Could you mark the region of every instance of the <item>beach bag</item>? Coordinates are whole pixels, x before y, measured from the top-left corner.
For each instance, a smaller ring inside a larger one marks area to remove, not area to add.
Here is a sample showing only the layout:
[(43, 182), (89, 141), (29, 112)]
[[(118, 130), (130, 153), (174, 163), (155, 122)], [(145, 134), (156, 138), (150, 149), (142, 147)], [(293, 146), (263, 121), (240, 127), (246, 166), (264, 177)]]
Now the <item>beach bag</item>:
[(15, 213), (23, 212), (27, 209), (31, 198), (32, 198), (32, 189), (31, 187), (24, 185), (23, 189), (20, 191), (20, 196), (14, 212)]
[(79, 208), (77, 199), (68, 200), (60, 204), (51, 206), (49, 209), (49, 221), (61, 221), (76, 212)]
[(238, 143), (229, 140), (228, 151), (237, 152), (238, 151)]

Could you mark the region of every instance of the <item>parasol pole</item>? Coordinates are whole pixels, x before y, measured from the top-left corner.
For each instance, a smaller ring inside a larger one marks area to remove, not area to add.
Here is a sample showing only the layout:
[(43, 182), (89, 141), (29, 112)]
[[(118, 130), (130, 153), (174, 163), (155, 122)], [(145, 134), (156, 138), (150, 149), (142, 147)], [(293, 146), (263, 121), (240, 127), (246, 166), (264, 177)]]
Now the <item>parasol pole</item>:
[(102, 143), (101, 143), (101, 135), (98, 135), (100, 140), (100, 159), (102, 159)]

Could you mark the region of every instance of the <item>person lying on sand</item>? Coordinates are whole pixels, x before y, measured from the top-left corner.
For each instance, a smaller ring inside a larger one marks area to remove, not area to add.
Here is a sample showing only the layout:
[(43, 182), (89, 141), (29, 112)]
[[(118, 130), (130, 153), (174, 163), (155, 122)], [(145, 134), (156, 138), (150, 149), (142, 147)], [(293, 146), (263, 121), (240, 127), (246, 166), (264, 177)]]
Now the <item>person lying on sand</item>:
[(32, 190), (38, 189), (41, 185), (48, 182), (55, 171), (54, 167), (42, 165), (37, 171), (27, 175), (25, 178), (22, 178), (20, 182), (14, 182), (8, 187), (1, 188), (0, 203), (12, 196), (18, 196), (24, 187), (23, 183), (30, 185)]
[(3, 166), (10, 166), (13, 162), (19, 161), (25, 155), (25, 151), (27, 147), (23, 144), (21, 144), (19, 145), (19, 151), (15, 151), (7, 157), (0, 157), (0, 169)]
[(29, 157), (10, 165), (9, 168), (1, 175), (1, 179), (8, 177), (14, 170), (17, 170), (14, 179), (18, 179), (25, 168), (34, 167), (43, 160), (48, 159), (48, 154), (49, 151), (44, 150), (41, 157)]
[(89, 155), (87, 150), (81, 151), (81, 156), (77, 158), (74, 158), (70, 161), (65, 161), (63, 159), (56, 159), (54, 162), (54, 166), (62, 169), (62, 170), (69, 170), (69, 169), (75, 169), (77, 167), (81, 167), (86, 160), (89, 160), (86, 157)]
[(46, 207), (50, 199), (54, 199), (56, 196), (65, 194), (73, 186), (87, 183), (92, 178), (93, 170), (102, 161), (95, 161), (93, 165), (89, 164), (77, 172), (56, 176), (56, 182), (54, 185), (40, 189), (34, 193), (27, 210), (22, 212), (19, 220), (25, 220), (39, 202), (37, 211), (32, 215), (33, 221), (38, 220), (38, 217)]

→ **Task details**
Swap "person lying on sand" for "sunbather" in the stretch from the line containing "Could you mark the region of every instance of the <item>person" through the line containing "Now the <item>person". Write out only those lines, with everything else left the same.

→ **Written answer**
Could you mark the region of every instance of the <item>sunbather</item>? Coordinates are whole pixels, x before y, measured from the top-left corner.
For each instance, a smaller ring inside a larger one marks area to remove, not area to add.
Here is a sample showing only the layout:
[(43, 182), (89, 141), (29, 112)]
[[(118, 130), (130, 153), (174, 163), (155, 122)], [(145, 134), (156, 138), (150, 149), (142, 147)], [(293, 146), (263, 121), (240, 127), (246, 166), (264, 177)]]
Now the <item>sunbather</item>:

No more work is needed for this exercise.